Stored data:
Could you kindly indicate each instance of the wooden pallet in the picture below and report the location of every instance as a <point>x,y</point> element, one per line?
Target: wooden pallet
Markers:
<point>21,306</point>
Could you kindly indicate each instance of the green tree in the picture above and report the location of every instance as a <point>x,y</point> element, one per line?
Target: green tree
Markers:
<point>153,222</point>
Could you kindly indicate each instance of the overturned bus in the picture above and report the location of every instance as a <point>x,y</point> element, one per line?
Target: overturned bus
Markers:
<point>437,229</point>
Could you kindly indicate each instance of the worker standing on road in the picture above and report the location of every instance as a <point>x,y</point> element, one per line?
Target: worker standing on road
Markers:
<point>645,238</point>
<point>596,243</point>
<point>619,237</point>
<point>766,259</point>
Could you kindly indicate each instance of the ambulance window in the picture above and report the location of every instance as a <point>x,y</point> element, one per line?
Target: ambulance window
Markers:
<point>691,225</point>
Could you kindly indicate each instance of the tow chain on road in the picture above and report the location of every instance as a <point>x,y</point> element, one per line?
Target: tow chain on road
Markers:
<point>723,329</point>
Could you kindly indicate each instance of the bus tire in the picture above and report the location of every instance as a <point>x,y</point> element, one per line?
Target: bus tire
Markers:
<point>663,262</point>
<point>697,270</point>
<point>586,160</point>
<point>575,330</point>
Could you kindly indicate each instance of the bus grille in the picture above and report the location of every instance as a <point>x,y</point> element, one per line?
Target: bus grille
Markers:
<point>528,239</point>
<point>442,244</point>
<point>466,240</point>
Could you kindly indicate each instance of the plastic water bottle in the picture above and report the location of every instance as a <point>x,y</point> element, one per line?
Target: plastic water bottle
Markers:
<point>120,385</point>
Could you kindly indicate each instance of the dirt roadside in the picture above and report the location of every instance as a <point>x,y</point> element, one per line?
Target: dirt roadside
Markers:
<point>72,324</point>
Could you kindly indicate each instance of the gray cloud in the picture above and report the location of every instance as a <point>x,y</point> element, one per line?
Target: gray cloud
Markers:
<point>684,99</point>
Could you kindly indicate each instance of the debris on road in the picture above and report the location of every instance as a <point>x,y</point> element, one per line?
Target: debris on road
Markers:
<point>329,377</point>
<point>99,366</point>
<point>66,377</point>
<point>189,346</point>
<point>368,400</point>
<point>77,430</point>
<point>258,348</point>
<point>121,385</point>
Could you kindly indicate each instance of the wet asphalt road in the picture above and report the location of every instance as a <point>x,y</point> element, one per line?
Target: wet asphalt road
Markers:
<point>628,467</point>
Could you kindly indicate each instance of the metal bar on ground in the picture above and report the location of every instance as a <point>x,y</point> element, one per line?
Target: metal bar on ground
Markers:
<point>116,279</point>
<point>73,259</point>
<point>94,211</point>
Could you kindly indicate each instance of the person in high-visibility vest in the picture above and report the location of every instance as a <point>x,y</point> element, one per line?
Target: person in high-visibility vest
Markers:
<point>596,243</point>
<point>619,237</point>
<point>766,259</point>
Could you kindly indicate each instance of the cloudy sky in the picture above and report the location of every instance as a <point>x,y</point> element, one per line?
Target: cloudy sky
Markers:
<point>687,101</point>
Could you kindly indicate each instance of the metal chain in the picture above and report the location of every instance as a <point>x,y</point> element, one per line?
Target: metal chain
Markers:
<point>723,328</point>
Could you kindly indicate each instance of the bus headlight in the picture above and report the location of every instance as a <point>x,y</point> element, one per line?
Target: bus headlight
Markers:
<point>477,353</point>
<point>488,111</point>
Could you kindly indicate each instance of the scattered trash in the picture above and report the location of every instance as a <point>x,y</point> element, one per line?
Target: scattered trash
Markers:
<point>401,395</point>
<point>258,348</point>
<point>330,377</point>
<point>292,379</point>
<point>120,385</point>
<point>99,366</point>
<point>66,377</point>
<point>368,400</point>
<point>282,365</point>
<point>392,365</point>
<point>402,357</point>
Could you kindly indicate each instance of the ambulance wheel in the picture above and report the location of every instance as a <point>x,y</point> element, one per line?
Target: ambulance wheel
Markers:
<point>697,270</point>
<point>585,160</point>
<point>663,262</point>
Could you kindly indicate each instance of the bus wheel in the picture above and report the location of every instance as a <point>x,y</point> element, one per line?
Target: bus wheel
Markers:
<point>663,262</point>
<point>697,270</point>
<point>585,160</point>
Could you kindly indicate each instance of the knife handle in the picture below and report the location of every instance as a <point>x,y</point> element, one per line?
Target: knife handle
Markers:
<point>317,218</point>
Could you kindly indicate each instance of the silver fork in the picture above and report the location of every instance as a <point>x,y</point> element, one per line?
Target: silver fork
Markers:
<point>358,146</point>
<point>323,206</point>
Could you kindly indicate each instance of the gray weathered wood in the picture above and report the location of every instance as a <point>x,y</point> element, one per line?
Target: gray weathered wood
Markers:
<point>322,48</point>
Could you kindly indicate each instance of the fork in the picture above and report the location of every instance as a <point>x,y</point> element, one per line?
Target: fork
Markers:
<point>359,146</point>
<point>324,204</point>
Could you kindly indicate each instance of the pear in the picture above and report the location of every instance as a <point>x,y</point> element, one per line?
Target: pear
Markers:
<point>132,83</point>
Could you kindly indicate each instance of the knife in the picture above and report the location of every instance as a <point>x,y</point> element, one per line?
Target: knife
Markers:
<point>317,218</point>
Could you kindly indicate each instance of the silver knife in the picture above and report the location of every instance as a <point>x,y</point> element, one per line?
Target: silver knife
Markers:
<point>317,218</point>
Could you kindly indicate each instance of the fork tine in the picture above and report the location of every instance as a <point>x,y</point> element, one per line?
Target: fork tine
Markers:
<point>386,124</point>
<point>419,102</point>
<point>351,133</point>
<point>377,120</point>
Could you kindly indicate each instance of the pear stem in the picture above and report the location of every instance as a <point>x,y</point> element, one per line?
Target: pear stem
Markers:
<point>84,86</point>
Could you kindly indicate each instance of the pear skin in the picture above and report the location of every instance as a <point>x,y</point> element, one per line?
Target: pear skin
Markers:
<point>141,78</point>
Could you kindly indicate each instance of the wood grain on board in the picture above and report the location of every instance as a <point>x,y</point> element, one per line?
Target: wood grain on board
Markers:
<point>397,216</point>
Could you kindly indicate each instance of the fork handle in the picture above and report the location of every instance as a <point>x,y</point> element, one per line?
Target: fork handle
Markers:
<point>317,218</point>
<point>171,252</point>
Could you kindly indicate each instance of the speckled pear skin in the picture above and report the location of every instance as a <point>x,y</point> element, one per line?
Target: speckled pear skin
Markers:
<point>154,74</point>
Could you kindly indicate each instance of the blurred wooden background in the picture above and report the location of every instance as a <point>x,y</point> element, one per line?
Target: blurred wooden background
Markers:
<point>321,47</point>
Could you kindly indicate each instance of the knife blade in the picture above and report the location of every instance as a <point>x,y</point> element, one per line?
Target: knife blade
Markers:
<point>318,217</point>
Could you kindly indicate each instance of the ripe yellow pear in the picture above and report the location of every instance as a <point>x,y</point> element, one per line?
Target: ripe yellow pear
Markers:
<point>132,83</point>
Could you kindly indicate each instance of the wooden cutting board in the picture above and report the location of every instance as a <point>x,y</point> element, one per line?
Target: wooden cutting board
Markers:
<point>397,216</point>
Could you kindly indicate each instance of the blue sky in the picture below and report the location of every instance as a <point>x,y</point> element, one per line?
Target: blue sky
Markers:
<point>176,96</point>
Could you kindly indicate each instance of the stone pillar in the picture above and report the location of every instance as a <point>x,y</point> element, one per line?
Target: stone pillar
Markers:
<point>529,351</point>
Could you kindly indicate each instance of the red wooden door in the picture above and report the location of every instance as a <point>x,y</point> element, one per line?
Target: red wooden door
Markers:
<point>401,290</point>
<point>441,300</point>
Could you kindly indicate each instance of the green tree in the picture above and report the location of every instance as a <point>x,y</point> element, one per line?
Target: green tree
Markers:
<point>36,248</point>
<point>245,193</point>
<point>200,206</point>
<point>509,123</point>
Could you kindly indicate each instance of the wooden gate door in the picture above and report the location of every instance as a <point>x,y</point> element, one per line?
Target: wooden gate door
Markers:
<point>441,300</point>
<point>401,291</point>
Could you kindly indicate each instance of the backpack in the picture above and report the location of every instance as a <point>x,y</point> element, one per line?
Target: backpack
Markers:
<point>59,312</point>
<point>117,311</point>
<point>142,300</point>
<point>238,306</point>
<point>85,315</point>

Given problem: Repeat the line that contains "Could you kindly indicate each instance of the wooden gate", then every line after it until the records end, with nothing added.

Completed exercise:
Could you kindly indicate each instance of the wooden gate door in the picture above and report the location of every instance as a <point>x,y</point> element, one per line?
Target: wooden gate door
Markers:
<point>441,300</point>
<point>401,291</point>
Could you kindly indicate each instance of the backpack in the picture above and report the location of every instance as a <point>x,y</point> element, one per line?
Target: backpack
Markers:
<point>59,312</point>
<point>117,311</point>
<point>142,300</point>
<point>238,306</point>
<point>85,315</point>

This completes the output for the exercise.